[Extracto del documento]

Piensa en él y lo ve tan claro como si lo tuviese delante, sólo que ahora los labios del hombre no están relajados en una sonrisa: duele observarlos cortados y secos, consumidos.

Tampoco su pelo fuerte le corona la cabeza, porque no puede ser pelo esa masa oscura, pegajosa, que casi le cubre los ojos. No camina con garbo, desafiante, le pesa su propio cuerpo, cada paso es un esfuerzo y no ve por dónde va, le ciegan el viento helado, la noche negra y el miedo. Pero no deja de avanzar junto a otros que medio se arrastran desperdigados por el camino, y se aleja, se aleja cada vez más hasta que ya no alcanza a distinguirle.

Ánimas benditas, ánimas benditas, no mováis mi silla ni esturreéis la ceniza de mi lumbre ni toquéis desde fuera en el cristal de mi ventana.

Mujeres que no se rindieron llenan las líneas de esta novela, Una Mujer de Nada, enmarcadas en un tiempo y en un lugar, pero que son comunes a muchos tiempos y a muchos lugares definidos por la clase social de sus protagonistas, mujeres analfabetas enfrentadas a un mundo que escasamente comprenden pero del que saben que sólo se sobrevive peleando. Y ellas lo hacen, sacan adelante a sus hijos, con hombre y sin hombre, cuidan de pequeños y mayores y pierden guerras de las que sólo les llega más miseria.

[/Extracto del documento]

## Acciones por realizar
a – Repite el fragmento del extracto: empieza en las palabras que contienen "Piensa en él" y termina después de "de mi ventana.".
b – Según el extracto, ¿qué cosas ciegan al hombre mientras camina? Enuméralas todas.

[Datos almacenados]

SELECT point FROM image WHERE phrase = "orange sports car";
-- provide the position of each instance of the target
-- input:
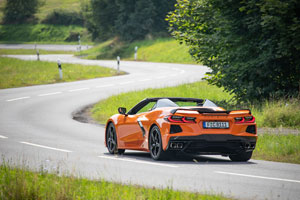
(164, 126)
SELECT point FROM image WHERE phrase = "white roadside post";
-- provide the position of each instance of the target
(118, 64)
(59, 69)
(135, 53)
(38, 54)
(79, 42)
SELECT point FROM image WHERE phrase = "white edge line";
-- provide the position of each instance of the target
(46, 147)
(20, 98)
(261, 177)
(100, 86)
(145, 80)
(138, 161)
(48, 94)
(128, 82)
(79, 89)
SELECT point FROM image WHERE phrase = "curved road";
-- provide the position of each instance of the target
(36, 125)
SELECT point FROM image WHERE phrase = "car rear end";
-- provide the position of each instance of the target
(210, 131)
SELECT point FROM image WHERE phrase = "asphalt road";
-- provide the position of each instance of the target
(36, 126)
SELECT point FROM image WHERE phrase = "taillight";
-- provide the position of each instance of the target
(180, 119)
(248, 119)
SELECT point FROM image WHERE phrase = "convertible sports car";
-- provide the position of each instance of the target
(163, 126)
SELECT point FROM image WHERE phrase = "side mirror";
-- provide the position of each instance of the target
(122, 110)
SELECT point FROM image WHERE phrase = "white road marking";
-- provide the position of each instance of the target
(101, 86)
(137, 161)
(79, 89)
(48, 94)
(16, 99)
(46, 147)
(261, 177)
(145, 80)
(128, 82)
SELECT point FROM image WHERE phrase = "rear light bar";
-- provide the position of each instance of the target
(180, 119)
(248, 119)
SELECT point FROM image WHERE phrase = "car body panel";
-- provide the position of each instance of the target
(133, 129)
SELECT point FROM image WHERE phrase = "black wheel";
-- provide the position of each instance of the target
(111, 140)
(241, 157)
(155, 144)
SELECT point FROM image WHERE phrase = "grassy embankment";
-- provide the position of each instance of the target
(18, 73)
(155, 50)
(284, 148)
(42, 34)
(17, 184)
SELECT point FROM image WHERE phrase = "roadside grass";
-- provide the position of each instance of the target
(43, 34)
(20, 183)
(19, 73)
(280, 113)
(106, 108)
(281, 148)
(31, 52)
(152, 50)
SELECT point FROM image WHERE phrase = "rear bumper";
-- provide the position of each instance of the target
(212, 144)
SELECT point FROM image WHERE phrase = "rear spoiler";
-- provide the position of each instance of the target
(205, 110)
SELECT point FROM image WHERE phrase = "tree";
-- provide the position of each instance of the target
(20, 11)
(252, 47)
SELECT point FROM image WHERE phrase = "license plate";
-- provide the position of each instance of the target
(215, 124)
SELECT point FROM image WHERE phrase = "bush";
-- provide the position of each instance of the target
(63, 17)
(251, 46)
(20, 11)
(281, 113)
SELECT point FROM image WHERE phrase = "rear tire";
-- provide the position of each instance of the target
(155, 144)
(241, 157)
(111, 140)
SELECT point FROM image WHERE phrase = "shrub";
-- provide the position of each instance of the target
(63, 17)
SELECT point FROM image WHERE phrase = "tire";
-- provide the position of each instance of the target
(241, 157)
(155, 144)
(111, 140)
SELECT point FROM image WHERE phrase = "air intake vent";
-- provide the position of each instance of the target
(251, 129)
(175, 129)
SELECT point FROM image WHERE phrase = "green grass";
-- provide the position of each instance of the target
(104, 109)
(269, 114)
(282, 148)
(282, 113)
(155, 50)
(20, 183)
(18, 73)
(31, 52)
(42, 33)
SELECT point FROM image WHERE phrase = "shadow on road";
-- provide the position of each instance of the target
(184, 159)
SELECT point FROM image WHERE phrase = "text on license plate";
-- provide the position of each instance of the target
(215, 124)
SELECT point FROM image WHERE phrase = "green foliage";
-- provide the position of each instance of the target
(156, 50)
(282, 148)
(106, 108)
(63, 17)
(21, 184)
(19, 73)
(20, 11)
(278, 114)
(128, 19)
(41, 33)
(252, 46)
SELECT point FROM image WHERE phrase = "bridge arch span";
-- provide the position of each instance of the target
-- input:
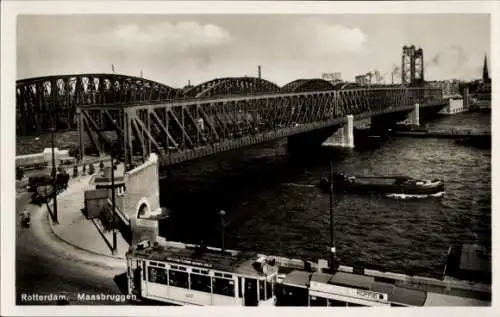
(232, 86)
(37, 97)
(303, 85)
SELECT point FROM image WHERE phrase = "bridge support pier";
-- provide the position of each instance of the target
(344, 136)
(414, 116)
(454, 106)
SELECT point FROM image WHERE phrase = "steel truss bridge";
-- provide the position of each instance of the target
(136, 117)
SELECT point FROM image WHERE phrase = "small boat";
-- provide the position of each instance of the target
(382, 185)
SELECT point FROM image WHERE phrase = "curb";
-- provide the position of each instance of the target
(51, 226)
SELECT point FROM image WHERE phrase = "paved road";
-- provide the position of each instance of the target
(43, 265)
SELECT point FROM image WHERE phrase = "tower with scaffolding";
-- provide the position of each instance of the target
(412, 66)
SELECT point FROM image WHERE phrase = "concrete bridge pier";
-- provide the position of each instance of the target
(414, 116)
(454, 106)
(344, 136)
(301, 145)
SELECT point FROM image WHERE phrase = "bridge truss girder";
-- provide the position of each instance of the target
(44, 99)
(183, 130)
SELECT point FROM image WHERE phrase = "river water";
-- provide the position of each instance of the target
(273, 206)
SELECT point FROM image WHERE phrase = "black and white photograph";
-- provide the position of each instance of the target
(312, 156)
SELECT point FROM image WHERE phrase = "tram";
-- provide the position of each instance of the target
(183, 274)
(301, 288)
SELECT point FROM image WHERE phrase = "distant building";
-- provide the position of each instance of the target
(332, 77)
(364, 80)
(412, 66)
(449, 87)
(486, 76)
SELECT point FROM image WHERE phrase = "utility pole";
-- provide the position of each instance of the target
(113, 202)
(333, 250)
(54, 171)
(222, 213)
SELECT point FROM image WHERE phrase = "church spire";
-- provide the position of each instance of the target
(486, 76)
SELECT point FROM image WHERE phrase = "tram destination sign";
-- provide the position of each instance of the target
(188, 262)
(348, 291)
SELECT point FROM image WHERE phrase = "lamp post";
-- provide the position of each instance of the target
(113, 202)
(54, 174)
(222, 213)
(333, 251)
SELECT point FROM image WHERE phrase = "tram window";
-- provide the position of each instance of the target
(178, 279)
(356, 305)
(317, 301)
(293, 296)
(157, 275)
(200, 283)
(223, 286)
(332, 302)
(262, 290)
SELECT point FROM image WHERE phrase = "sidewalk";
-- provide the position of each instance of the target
(75, 229)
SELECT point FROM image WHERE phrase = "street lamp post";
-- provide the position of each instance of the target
(333, 250)
(113, 202)
(54, 174)
(222, 213)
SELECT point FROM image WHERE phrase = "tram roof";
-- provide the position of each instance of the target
(396, 294)
(210, 258)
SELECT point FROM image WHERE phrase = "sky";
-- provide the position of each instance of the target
(175, 49)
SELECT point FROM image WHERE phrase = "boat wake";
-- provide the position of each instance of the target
(408, 196)
(299, 185)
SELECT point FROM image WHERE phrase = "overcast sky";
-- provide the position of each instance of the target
(173, 49)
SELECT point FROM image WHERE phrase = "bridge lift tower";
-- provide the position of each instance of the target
(412, 66)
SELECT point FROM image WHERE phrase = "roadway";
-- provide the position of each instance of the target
(44, 265)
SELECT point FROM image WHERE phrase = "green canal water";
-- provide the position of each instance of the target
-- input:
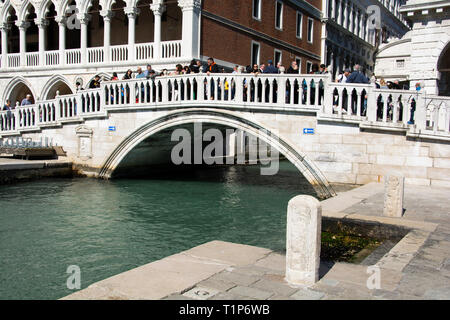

[/Datos almacenados]

## Respuestas
a –
Piensa en él y lo ve tan claro como si lo tuviese delante, sólo que ahora los labios del hombre no están relajados en una sonrisa: duele observarlos cortados y secos, consumidos.

Tampoco su pelo fuerte le corona la cabeza, porque no puede ser pelo esa masa oscura, pegajosa, que casi le cubre los ojos. No camina con garbo, desafiante, le pesa su propio cuerpo, cada paso es un esfuerzo y no ve por dónde va, le ciegan el viento helado, la noche negra y el miedo. Pero no deja de avanzar junto a otros que medio se arrastran desperdigados por el camino, y se aleja, se aleja cada vez más hasta que ya no alcanza a distinguirle.

Ánimas benditas, ánimas benditas, no mováis mi silla ni esturreéis la ceniza de mi lumbre ni toquéis desde fuera en el cristal de mi ventana.

b – El viento helado, la noche negra y el miedo.